TO DO — Show all the lines in the data below that include the word "sample".

RECORDS —
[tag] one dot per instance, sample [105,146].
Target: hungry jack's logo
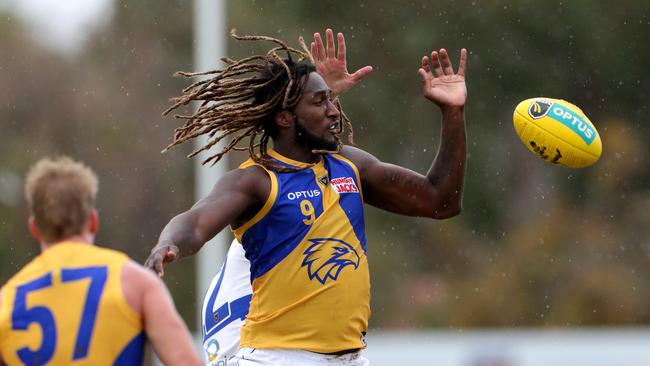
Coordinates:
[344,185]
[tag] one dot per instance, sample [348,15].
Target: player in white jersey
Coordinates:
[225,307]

--

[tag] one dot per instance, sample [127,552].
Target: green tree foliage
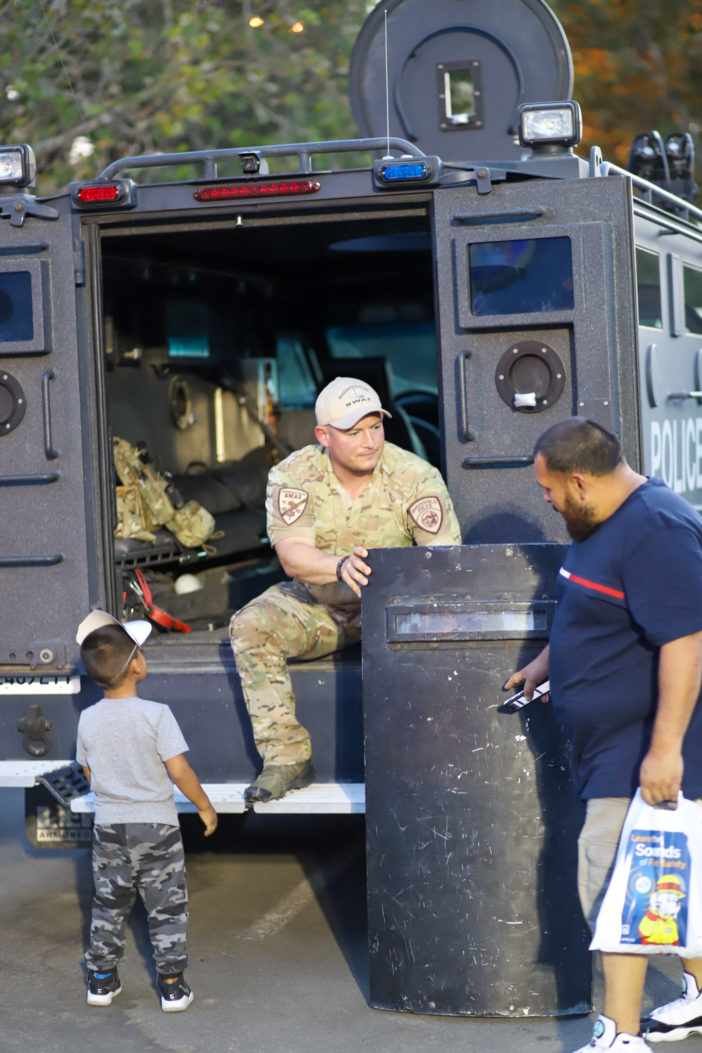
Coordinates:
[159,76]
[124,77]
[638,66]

ANSWER SECTION —
[tag] one dot per instance, sample [105,146].
[tag] one dot per instance, sample [348,15].
[tag] one dot per instance, sample [127,552].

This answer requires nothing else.